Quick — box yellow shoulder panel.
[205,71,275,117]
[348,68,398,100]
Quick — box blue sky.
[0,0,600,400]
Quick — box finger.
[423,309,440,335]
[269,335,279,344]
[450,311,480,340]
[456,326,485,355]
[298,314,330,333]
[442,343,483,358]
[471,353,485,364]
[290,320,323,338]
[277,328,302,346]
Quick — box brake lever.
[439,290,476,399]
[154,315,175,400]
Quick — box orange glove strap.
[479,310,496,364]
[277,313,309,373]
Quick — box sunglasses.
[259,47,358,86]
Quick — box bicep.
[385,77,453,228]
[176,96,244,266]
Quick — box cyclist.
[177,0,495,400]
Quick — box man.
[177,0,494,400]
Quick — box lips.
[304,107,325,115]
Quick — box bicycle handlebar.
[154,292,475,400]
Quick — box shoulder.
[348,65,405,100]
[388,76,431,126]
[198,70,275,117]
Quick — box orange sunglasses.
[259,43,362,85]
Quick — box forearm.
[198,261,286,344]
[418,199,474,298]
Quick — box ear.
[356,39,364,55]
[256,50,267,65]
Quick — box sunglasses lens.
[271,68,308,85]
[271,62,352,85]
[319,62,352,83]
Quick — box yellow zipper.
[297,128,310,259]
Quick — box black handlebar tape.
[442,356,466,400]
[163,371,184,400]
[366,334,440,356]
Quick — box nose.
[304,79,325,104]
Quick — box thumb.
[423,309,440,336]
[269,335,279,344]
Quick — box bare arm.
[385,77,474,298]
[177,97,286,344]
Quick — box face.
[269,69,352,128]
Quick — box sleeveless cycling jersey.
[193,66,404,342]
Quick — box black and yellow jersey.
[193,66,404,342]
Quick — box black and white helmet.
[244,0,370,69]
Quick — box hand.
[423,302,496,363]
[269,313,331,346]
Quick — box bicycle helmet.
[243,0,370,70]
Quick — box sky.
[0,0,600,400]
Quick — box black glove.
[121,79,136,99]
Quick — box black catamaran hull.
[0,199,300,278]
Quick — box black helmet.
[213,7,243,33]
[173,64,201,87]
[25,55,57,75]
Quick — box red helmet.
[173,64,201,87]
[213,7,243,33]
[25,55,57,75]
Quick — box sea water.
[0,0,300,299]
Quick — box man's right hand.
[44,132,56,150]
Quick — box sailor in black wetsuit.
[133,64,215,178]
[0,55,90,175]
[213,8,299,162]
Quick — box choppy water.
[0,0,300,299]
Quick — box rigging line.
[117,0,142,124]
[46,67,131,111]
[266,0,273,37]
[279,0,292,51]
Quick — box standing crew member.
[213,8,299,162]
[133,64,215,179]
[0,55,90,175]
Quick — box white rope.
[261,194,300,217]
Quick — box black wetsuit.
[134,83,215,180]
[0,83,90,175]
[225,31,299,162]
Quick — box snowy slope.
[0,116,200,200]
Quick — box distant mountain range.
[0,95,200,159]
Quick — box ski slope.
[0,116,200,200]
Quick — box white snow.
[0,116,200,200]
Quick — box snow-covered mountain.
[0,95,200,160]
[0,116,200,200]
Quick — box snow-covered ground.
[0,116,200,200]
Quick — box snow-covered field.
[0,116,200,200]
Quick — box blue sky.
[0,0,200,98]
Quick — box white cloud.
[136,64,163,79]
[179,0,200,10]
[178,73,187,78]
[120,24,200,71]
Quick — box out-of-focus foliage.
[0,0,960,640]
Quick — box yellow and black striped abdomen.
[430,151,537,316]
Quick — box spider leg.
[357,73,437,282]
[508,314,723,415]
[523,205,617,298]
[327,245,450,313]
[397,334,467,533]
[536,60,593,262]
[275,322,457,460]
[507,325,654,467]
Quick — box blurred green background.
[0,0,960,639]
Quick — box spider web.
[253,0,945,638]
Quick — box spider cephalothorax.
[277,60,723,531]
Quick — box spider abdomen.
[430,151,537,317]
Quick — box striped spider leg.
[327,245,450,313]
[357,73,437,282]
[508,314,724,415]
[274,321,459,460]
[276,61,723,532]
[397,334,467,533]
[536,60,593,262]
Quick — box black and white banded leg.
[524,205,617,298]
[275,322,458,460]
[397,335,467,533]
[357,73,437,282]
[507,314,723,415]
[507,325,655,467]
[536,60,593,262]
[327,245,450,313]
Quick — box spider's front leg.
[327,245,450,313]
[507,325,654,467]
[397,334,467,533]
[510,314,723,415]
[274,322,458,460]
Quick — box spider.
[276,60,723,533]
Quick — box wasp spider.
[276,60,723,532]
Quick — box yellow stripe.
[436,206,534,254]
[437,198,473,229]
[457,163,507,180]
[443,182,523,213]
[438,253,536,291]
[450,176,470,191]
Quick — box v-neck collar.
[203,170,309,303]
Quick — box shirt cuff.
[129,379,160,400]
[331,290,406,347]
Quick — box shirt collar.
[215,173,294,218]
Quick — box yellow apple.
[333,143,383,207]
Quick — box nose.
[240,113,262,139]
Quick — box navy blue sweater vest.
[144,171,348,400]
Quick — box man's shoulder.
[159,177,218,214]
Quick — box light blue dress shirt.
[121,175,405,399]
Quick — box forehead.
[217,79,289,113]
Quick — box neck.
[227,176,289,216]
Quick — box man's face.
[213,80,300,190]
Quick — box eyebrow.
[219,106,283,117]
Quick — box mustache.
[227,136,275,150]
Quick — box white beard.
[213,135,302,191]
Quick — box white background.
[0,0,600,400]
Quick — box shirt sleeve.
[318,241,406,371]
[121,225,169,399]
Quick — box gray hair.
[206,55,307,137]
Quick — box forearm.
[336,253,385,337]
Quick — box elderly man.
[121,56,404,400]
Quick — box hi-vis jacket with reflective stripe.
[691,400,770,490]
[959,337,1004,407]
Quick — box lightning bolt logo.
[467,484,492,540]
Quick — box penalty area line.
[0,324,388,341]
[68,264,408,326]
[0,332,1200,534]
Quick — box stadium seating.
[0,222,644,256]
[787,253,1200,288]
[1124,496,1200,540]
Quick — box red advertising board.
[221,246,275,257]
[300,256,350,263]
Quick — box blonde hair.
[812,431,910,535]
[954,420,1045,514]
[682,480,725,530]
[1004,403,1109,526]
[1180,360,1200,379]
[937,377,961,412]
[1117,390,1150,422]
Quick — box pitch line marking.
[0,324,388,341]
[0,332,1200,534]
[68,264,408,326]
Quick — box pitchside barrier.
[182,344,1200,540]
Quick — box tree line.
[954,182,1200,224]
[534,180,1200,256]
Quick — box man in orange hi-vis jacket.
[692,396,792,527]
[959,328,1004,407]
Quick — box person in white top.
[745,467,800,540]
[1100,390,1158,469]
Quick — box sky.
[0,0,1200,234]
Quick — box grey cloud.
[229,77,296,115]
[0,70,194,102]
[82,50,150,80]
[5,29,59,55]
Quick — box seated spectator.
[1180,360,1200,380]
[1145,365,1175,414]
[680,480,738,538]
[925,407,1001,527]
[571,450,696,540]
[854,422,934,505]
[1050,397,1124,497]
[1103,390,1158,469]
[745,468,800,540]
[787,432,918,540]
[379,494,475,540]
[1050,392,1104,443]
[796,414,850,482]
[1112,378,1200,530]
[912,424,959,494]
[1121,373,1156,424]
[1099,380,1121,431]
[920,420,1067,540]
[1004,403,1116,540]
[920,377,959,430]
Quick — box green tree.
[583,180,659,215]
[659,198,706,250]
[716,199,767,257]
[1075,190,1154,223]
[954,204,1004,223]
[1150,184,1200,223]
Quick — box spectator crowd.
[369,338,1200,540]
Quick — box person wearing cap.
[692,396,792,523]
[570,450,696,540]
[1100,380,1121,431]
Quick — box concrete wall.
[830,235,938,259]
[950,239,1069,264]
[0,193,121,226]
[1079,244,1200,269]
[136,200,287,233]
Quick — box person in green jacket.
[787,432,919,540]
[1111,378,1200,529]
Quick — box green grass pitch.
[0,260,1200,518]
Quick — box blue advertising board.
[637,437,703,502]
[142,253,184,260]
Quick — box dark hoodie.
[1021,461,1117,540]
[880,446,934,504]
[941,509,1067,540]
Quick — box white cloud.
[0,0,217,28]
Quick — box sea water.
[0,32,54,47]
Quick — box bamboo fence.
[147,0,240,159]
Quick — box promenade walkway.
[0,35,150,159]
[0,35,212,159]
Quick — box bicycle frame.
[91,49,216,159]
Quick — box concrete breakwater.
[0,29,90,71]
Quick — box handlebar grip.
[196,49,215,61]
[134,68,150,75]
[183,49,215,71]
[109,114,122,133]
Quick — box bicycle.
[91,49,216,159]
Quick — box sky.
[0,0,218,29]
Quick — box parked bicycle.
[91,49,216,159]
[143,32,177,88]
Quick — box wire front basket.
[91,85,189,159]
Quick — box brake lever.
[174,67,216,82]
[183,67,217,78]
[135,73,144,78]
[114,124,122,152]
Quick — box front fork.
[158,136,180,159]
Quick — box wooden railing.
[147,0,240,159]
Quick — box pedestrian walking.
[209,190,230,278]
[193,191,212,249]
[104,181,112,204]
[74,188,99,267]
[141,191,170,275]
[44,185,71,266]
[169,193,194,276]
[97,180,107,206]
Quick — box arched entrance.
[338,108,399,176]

=== Problem requirements ===
Quote the records verbatim, beginning with the line containing "Quick — box pitchside barrier." and continuing through the line containing "[0,0,1200,234]".

=== Task result ===
Quick — box pitchside barrier.
[182,344,1200,540]
Quick — box tree line.
[954,182,1200,224]
[534,180,1200,256]
Quick — box man in orange hi-vis jacket.
[692,396,792,527]
[959,328,1004,407]
Quick — box person in white top.
[745,467,800,540]
[1100,390,1158,469]
Quick — box sky.
[0,0,1200,234]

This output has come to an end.